DATA SHOWN:
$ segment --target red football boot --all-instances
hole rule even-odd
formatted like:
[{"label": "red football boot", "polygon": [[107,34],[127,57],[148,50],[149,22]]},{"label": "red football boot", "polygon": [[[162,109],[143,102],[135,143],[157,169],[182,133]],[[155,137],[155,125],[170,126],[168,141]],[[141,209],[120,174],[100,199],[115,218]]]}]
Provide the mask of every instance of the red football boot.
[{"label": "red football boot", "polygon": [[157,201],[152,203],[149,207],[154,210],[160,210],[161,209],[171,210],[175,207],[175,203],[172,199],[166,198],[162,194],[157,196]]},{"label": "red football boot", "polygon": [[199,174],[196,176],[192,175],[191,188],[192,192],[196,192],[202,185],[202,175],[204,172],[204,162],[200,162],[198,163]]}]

DIRECTIONS:
From the preceding material, extract every line exactly.

FINISHED ANSWER:
$ segment --target red football boot --all-instances
hole rule even-odd
formatted like:
[{"label": "red football boot", "polygon": [[107,34],[127,57],[148,50],[149,22]]},{"label": "red football boot", "polygon": [[[162,109],[143,102],[135,143],[157,169],[182,133]],[[155,137],[155,125],[170,126],[168,141]],[[141,209],[120,174],[100,199],[115,218]]]}]
Provide the mask of every instance of the red football boot.
[{"label": "red football boot", "polygon": [[157,201],[152,203],[149,207],[154,210],[160,210],[161,209],[171,210],[175,207],[175,203],[172,199],[166,198],[162,194],[157,196]]},{"label": "red football boot", "polygon": [[199,174],[196,176],[192,175],[191,188],[192,192],[196,192],[202,185],[202,175],[204,172],[204,162],[200,162],[198,163]]}]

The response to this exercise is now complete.